*** Exercise input Section Begins ***
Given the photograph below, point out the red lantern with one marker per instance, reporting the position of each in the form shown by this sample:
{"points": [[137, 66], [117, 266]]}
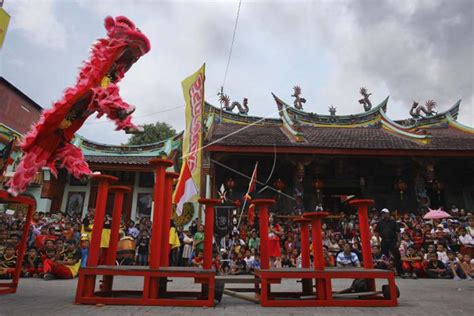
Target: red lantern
{"points": [[237, 203], [438, 186], [318, 185], [401, 186], [279, 185], [230, 184]]}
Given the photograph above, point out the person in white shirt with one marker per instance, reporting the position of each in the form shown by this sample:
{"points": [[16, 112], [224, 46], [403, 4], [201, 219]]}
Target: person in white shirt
{"points": [[465, 239], [442, 255]]}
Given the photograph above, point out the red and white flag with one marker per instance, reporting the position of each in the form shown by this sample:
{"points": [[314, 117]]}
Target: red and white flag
{"points": [[185, 189], [253, 181]]}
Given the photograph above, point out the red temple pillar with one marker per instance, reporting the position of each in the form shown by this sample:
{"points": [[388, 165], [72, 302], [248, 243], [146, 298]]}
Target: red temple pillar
{"points": [[304, 225], [101, 202], [305, 258], [208, 230], [362, 208], [262, 205], [318, 254], [116, 220], [158, 206], [168, 207]]}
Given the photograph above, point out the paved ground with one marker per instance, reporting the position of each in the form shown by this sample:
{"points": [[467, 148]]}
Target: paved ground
{"points": [[418, 297]]}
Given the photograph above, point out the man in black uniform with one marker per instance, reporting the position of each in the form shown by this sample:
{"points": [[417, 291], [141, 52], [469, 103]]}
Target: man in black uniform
{"points": [[390, 234]]}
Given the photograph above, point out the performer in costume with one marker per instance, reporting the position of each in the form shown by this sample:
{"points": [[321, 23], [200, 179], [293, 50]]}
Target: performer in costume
{"points": [[96, 90]]}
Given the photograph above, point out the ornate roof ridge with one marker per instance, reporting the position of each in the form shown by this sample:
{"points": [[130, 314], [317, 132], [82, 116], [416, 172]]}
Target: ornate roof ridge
{"points": [[236, 117], [371, 116], [90, 147], [290, 127], [454, 123], [402, 131]]}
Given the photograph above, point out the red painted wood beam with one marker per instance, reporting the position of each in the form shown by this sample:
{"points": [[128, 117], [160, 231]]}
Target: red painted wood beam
{"points": [[168, 207], [116, 221], [102, 192], [262, 205], [158, 197], [208, 230]]}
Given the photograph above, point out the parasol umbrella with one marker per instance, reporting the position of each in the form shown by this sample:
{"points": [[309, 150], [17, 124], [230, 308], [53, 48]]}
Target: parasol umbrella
{"points": [[436, 214]]}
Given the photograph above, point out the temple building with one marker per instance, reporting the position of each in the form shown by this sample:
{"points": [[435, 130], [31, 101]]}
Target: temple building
{"points": [[308, 160], [128, 163]]}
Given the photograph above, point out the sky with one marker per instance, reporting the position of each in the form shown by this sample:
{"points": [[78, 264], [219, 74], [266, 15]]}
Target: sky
{"points": [[410, 50]]}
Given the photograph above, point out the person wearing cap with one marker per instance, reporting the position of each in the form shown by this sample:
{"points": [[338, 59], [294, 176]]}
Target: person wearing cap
{"points": [[67, 267], [389, 231]]}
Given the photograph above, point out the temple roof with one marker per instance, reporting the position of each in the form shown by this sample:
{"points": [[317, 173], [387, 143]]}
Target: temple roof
{"points": [[125, 154], [371, 131]]}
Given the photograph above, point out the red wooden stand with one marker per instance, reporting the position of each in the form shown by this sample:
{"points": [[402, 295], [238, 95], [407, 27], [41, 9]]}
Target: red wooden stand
{"points": [[11, 286], [323, 277], [156, 276]]}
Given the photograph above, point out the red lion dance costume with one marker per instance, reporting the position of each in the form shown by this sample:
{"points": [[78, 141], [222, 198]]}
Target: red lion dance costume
{"points": [[96, 90]]}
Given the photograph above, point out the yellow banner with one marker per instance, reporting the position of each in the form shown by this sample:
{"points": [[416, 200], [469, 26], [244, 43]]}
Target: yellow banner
{"points": [[4, 20], [193, 90]]}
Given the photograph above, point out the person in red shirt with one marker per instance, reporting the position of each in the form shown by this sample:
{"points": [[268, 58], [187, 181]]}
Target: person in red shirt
{"points": [[198, 260]]}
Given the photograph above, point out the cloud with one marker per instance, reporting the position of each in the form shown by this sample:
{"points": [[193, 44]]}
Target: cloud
{"points": [[38, 22], [410, 50]]}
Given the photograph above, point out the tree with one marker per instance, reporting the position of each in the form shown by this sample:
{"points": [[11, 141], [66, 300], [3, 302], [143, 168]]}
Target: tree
{"points": [[152, 133]]}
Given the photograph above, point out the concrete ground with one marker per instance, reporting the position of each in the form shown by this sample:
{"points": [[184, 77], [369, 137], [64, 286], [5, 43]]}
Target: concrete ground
{"points": [[418, 297]]}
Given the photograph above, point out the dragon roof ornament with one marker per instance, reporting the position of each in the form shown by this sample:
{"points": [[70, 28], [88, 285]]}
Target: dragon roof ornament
{"points": [[224, 100], [299, 101], [365, 101]]}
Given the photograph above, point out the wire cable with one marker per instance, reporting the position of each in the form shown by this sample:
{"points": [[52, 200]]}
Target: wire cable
{"points": [[232, 44]]}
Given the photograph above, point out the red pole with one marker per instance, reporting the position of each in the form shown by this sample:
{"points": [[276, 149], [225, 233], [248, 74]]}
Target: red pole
{"points": [[318, 254], [362, 208], [102, 192], [304, 224], [116, 220], [158, 206], [168, 206], [262, 205], [24, 238], [208, 230]]}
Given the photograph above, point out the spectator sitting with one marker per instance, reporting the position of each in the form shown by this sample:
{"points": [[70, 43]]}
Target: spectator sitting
{"points": [[412, 264], [32, 264], [198, 261], [436, 268], [442, 254], [65, 267], [347, 258], [8, 262], [454, 266], [380, 260]]}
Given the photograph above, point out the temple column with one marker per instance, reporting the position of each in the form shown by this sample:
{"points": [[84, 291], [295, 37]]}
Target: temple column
{"points": [[262, 205], [318, 254]]}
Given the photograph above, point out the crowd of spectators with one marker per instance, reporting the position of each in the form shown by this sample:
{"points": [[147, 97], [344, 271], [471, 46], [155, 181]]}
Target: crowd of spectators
{"points": [[57, 245]]}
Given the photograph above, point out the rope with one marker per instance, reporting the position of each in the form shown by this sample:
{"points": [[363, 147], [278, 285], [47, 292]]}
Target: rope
{"points": [[229, 135], [247, 177], [141, 116], [232, 44]]}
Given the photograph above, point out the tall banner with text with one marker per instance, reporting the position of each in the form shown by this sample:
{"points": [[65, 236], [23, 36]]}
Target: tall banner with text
{"points": [[193, 90]]}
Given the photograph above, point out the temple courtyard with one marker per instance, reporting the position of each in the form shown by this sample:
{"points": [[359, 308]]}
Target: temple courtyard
{"points": [[418, 297]]}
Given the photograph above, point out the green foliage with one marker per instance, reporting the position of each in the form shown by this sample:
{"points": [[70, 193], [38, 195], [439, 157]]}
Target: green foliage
{"points": [[152, 133]]}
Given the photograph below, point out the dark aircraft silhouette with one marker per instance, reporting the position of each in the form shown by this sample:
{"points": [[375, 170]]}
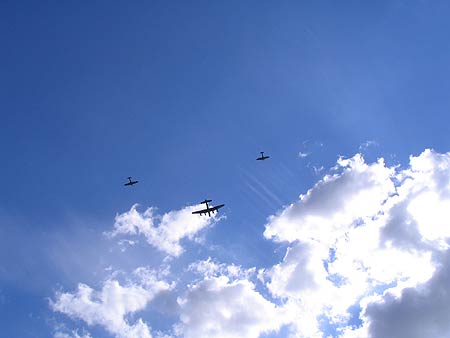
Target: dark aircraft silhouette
{"points": [[208, 209], [131, 182], [262, 158]]}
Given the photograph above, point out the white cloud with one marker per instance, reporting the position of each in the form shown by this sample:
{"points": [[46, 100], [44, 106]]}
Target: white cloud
{"points": [[163, 232], [109, 307], [73, 334], [367, 237], [216, 307], [327, 210], [366, 229]]}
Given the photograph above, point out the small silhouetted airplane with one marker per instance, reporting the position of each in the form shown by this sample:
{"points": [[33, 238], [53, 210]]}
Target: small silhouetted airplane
{"points": [[208, 209], [131, 182], [262, 158]]}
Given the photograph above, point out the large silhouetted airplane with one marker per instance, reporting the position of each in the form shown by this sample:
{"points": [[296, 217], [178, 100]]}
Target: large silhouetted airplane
{"points": [[262, 158], [208, 209], [131, 182]]}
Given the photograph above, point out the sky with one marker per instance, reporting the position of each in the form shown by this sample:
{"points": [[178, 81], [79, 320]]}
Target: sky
{"points": [[343, 232]]}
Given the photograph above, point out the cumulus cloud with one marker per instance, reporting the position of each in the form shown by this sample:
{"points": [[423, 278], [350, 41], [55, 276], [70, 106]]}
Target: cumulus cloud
{"points": [[109, 306], [221, 308], [73, 334], [335, 203], [163, 232], [367, 256], [370, 237]]}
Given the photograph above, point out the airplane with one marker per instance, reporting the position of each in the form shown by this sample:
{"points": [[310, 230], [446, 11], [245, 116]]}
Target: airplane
{"points": [[208, 209], [131, 182], [262, 158]]}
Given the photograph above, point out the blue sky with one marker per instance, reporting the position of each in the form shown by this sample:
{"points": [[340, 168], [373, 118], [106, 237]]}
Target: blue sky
{"points": [[183, 97]]}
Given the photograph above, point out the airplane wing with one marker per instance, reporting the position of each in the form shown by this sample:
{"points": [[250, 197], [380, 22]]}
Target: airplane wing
{"points": [[216, 207], [201, 211]]}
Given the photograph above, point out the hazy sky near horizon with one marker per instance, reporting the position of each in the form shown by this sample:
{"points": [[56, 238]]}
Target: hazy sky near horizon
{"points": [[343, 232]]}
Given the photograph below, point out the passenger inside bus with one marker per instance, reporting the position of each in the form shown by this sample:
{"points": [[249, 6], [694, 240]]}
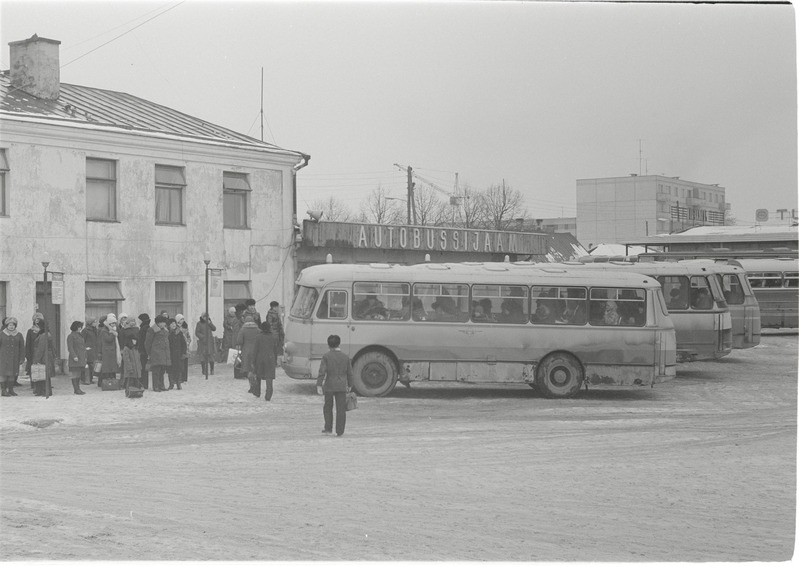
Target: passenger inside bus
{"points": [[701, 299], [370, 308]]}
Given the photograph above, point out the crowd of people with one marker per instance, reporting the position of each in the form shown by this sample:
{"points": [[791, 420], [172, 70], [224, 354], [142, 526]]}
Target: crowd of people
{"points": [[116, 352]]}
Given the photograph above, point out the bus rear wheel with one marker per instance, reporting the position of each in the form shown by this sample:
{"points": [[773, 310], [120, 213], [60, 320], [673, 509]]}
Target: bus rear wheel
{"points": [[559, 375], [374, 374]]}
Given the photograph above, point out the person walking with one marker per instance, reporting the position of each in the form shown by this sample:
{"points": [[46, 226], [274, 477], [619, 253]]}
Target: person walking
{"points": [[43, 352], [76, 348], [177, 348], [12, 355], [91, 338], [144, 379], [110, 355], [206, 345], [30, 343], [264, 360], [230, 329], [245, 342], [183, 326], [157, 347], [335, 380], [276, 325]]}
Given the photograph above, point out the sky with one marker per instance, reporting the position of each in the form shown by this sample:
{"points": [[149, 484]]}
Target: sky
{"points": [[535, 94]]}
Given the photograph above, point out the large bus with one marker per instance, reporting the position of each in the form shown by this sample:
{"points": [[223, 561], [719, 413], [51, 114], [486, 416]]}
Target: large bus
{"points": [[741, 300], [775, 282], [481, 323], [695, 302]]}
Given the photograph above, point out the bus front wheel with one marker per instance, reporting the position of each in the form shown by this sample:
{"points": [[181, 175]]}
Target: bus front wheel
{"points": [[374, 374], [559, 375]]}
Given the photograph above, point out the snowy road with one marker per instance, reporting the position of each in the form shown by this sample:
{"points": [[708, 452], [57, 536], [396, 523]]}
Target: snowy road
{"points": [[702, 468]]}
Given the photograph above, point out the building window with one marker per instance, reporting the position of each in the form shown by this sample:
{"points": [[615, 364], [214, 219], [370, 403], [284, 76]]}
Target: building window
{"points": [[101, 189], [235, 293], [169, 298], [3, 172], [236, 193], [169, 185], [102, 298]]}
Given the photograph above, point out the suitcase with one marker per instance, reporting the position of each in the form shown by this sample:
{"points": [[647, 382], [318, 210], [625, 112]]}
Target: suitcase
{"points": [[111, 384]]}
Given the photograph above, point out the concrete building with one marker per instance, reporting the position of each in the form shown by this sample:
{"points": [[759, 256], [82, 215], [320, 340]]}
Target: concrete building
{"points": [[126, 199], [615, 210]]}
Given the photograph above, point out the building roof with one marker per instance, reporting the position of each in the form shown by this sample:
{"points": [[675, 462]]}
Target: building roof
{"points": [[102, 109], [722, 235]]}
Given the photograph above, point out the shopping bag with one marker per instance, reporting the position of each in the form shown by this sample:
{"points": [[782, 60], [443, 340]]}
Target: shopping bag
{"points": [[38, 373]]}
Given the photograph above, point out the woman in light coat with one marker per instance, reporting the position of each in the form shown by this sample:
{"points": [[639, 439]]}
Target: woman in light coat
{"points": [[12, 355]]}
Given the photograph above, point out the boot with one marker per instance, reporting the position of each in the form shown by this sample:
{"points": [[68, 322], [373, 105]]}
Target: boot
{"points": [[76, 387]]}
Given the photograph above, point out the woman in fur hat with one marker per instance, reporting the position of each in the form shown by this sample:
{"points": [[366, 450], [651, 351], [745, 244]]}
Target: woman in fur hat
{"points": [[76, 347], [12, 355], [91, 337], [110, 355]]}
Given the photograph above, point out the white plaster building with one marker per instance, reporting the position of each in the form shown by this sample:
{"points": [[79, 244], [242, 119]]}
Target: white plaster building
{"points": [[124, 197], [615, 210]]}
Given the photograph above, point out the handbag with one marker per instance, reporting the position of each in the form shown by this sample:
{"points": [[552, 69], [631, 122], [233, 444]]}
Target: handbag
{"points": [[38, 373]]}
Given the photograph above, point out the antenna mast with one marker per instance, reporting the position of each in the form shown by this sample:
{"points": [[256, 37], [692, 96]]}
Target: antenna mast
{"points": [[262, 104]]}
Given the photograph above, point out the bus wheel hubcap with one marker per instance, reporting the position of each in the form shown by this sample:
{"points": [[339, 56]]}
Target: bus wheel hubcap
{"points": [[374, 375]]}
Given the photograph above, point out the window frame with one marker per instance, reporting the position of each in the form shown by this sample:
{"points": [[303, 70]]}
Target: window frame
{"points": [[236, 185], [169, 187]]}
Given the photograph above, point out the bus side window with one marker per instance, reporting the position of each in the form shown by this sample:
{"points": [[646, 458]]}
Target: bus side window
{"points": [[333, 305]]}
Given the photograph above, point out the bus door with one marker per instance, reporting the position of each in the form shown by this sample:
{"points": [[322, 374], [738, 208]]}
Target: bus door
{"points": [[332, 317]]}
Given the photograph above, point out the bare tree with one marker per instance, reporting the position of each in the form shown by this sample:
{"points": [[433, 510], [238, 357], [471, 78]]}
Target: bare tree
{"points": [[379, 209], [334, 209], [429, 207], [502, 204], [471, 210]]}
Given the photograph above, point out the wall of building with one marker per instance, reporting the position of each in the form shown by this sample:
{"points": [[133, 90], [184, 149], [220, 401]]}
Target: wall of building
{"points": [[620, 209], [46, 187]]}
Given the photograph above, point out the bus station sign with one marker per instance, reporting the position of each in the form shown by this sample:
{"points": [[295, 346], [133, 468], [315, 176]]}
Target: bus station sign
{"points": [[422, 238]]}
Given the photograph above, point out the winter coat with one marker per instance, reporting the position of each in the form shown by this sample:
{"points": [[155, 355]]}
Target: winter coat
{"points": [[245, 341], [177, 349], [91, 336], [12, 352], [335, 371], [265, 356], [40, 347], [141, 340], [206, 346], [131, 364], [77, 350], [108, 351], [128, 337], [231, 328], [157, 345]]}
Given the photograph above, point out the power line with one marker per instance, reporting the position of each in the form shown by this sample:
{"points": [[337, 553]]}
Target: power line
{"points": [[122, 34]]}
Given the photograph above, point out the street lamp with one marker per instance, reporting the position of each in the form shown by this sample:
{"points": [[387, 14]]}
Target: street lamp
{"points": [[48, 390], [207, 260]]}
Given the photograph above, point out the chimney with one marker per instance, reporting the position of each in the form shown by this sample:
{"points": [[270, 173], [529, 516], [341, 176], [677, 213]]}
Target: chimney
{"points": [[35, 67]]}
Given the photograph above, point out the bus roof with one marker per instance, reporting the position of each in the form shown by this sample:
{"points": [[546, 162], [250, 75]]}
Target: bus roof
{"points": [[468, 272], [767, 264]]}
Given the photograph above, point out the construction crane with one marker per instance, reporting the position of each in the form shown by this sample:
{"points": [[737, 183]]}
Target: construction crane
{"points": [[454, 196]]}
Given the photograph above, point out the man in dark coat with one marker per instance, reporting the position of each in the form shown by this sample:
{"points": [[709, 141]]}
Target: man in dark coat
{"points": [[335, 379]]}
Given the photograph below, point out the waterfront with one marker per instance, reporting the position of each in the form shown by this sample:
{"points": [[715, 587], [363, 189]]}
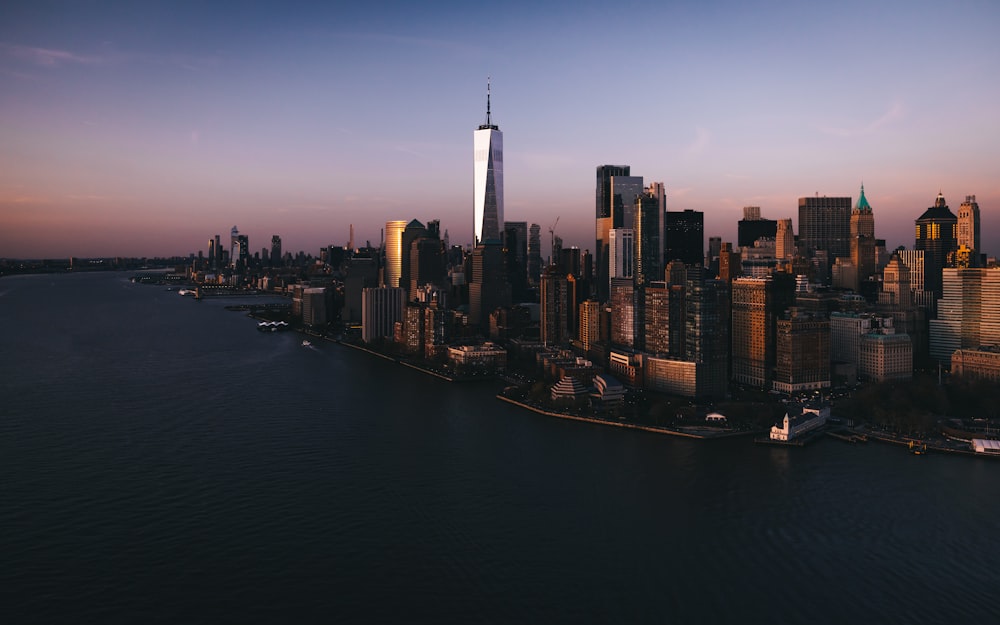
*** Exercise input Section Ends ***
* **Task item**
Please copy out each line of the data in which the word "below" occurs.

* **Answer space**
Given the photograph below, point out the red lantern with one marker per instance, reporting the position of each in the form shown by this sample:
Given the photograph below, point out the dark aircraft silhouette with one marker per instance, reporting the position of each in the form shown by this sample:
Given the photograph below, point out the passenger inside bus with one marker per instance, reporting the position of each in the form shown by this sample:
Given the photograph below, point out the waterfront with one marker per instance, reporting the position of each in the form shown by this sample:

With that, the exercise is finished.